> **Things to do**
A) Reproduce the AUDROS drone interception passage word for word, starting at "Compared to other" and ending at "chance of capture.".
B) Resume the AUDROS drone interception passage after its final sentence, extending it in the same technical register.

> **Exercise passage**
Compared to other interception systems, which operate by shooting down or electrically paralyzing the intruding drone, the AUDROS (AUtonomous DROne System) solution provides a fully safe alternative that poses no risk to people or property in the removal of its target.
The tests were conducted using Fly4Future’s Eagle One drone, which would take off from its docking station after detecting the presence of an unwanted drone. Upon approaching a foreign drone, Eagle One releases a net from its chassis to capture the intruder.
Rather than having to land after completing the first capture, the system is able to continue its mission, acting immediately upon detecting a second target. The autonomous system is controlled and managed by artificial intelligence, allowing for minimal human intervention. The artificial intelligence estimates the foreign drone’s size, weight, and chance of capture.
The AUDROS system utilizes Dronehub’s docking station, in which the drone is permanently housed. The hub’s advanced technology keeps the drone ready for take off, and its used battery is autonomously connected to charging following flight, enabling continuous operations without requiring the operator to replace the battery.
“The autonomy of operations is the future of drone technology,” said Dronehub designer Mateusz Siwula. “Thanks to the use of our hub, the need for the operator’s work is reduced to a minimum, all processes are automated, which translates into the efficiency of the system, its reliability and ease of mission management. In safety-related flights, as in the case of the AUDROS project, reliability and readiness for non-stop flights are key.”

Dataset entries:
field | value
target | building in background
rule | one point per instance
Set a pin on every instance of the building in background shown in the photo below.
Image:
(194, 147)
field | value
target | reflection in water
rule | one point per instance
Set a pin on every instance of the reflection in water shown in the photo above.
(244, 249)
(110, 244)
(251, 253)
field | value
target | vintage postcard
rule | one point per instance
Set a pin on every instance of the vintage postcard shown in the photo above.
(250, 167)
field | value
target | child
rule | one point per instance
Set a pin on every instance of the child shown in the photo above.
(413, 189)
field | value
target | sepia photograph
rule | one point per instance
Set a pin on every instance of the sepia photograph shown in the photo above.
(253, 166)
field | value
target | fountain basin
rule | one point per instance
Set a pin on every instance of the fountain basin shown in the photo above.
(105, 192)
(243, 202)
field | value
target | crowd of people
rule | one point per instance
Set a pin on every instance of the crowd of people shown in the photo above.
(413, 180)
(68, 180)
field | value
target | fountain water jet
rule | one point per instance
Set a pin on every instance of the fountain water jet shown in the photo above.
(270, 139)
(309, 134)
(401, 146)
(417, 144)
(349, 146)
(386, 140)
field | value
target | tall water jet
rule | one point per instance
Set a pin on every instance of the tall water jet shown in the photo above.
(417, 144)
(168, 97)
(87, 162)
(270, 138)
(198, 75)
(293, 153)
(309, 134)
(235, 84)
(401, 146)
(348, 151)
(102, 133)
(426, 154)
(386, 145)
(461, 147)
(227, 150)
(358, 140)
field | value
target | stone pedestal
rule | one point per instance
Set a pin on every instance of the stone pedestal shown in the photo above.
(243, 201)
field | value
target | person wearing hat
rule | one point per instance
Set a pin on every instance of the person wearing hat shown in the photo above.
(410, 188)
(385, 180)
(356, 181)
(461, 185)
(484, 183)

> **Results for the exercise**
A)
Compared to other interception systems, which operate by shooting down or electrically paralyzing the intruding drone, the AUDROS (AUtonomous DROne System) solution provides a fully safe alternative that poses no risk to people or property in the removal of its target.
The tests were conducted using Fly4Future’s Eagle One drone, which would take off from its docking station after detecting the presence of an unwanted drone. Upon approaching a foreign drone, Eagle One releases a net from its chassis to capture the intruder.
Rather than having to land after completing the first capture, the system is able to continue its mission, acting immediately upon detecting a second target. The autonomous system is controlled and managed by artificial intelligence, allowing for minimal human intervention. The artificial intelligence estimates the foreign drone’s size, weight, and chance of capture.

B)
The AUDROS project was conducted by a consortium made up of Czech companies BizGarden, Fly4Future and GINA Software, and Polish company Dronehub and its subsidiary Cervi Robotics, with the participation of Brno’s Military Technical and Research Institutes. The project also worked alongside the Czech prison service, with one of the system’s use cases being the monitoring of airspace above prisons to prevent smuggling.
“Our system can have very wide applications, as threats from the sky are an increasing challenge for security and safety services,” said BizGarden Project Manager Jan Orava. “AUDROS can be used to protect strategic objects or critical infrastructure, it can be used to protect the sky against terrorist attacks during mass events or to ensure the safety of VIPs.”
Implemented in cooperation with the European Space Agency (ESA), the AUDROS project was initiated in 2020 to build a system for intercepting unwanted drones, as well as to develop a system to combat CBRN threats – chemical, biological and radiological.